======== Data supplied ========
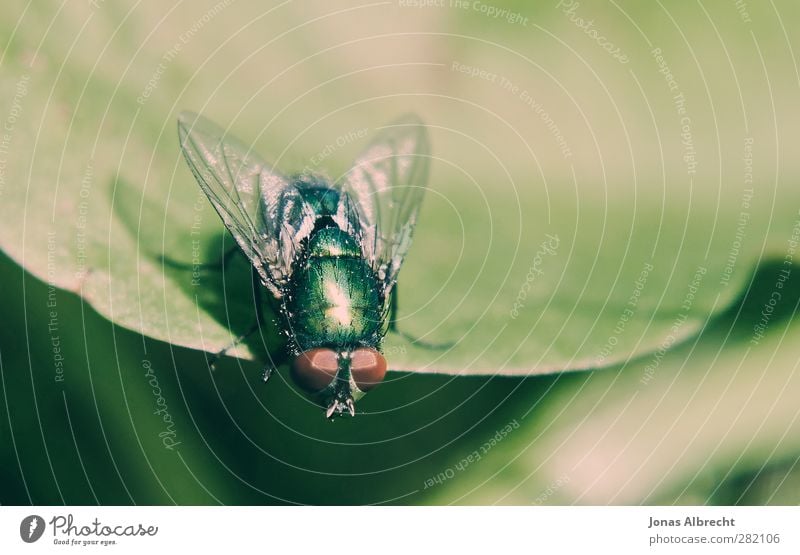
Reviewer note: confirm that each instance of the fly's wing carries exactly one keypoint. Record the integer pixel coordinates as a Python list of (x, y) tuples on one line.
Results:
[(261, 208), (387, 184)]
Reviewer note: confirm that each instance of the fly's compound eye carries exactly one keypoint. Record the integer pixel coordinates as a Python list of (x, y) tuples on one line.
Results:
========
The task: How many lines in the material contain the string "list"? Reply with the number and nothing else.

Task result: 2